DATA:
☆ ☆ ☆ ☆ ☆

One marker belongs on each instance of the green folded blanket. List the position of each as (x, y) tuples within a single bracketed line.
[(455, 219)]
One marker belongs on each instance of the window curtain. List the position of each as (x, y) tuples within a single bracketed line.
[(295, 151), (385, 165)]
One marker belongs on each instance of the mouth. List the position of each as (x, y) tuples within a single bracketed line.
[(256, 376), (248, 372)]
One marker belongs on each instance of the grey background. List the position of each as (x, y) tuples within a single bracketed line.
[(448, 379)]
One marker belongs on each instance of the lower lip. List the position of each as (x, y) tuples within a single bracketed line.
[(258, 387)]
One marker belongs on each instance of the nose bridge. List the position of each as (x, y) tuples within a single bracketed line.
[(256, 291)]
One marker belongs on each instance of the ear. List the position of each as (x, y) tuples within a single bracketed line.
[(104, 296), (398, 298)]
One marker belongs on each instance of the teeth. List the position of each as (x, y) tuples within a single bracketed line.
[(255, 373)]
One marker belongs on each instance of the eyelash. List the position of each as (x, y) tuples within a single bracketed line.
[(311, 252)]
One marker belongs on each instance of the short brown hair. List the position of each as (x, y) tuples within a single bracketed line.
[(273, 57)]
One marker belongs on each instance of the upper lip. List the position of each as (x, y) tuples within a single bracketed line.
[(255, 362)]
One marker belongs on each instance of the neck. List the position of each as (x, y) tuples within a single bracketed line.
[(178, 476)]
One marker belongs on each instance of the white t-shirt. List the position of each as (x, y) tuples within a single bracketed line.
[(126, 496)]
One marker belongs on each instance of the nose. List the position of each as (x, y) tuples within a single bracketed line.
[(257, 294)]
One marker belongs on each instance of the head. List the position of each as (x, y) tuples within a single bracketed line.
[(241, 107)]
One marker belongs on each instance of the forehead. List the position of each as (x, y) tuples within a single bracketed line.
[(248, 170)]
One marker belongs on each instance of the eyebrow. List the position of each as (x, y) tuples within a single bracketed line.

☆ ☆ ☆ ☆ ☆

EXERCISE: All of the records must be retyped exactly as they are.

TASK OUTPUT:
One marker belongs on each instance of the green folded blanket. List the position of each as (x, y) tuples within a single bracketed line.
[(455, 219)]
One marker belongs on each instance of the window curtain. List the position of each as (x, y) tuples within a single bracketed line.
[(295, 151), (385, 165)]
One marker belongs on each instance of the mouth. List the position of each as (x, y) tuples within a single bracketed line.
[(256, 376), (248, 372)]
One marker belongs on each instance of the grey background. List the position of each as (x, y) tuples within a single bracketed line.
[(448, 379)]
One marker belongs on each instance of the lower lip. List the position of each as (x, y) tuples within a single bracketed line.
[(258, 387)]
One marker belongs on each instance of the nose bridge. List the position of each as (x, y) tuples within a single bracketed line.
[(256, 291)]
One marker belongs on each instance of the ear. List the position of each as (x, y) tuples within a single bracketed line.
[(104, 296), (398, 298)]
One marker belongs on each instance of the teeth. List the position of each as (x, y) tuples within a single bracketed line.
[(255, 373)]
One marker belongs on each instance of the eyelash. List the position of each as (x, y) tuples within a single bracketed line.
[(311, 252)]
One marker belongs on each instance of the short brown hair. List the position of each as (x, y) tuples within a single bracketed line.
[(273, 57)]
One marker belongs on each instance of the upper lip. List the position of each as (x, y) tuples within a single bracketed line.
[(255, 362)]
One marker belongs on each instance of the neck. List the position of each as (x, y) tuples within a single bracketed line.
[(178, 476)]
One marker belongs on each instance of the white t-shirt. List the position of each as (x, y) tuples within a single bracketed line.
[(126, 496)]
One marker belongs on each instance of the nose. List the position of each as (x, y) tuples within a single bracketed line.
[(257, 294)]
One marker belongs on each instance of the head. List the position of each as (x, y) tuples within a single bracketed line.
[(241, 107)]
One marker belongs on each instance of the forehead. List the position of each as (x, y) tuples within a single bracketed line.
[(248, 170)]
One marker belongs on each instance of the eyebrow. List the position of each as (x, y) tuples within a single bracketed line.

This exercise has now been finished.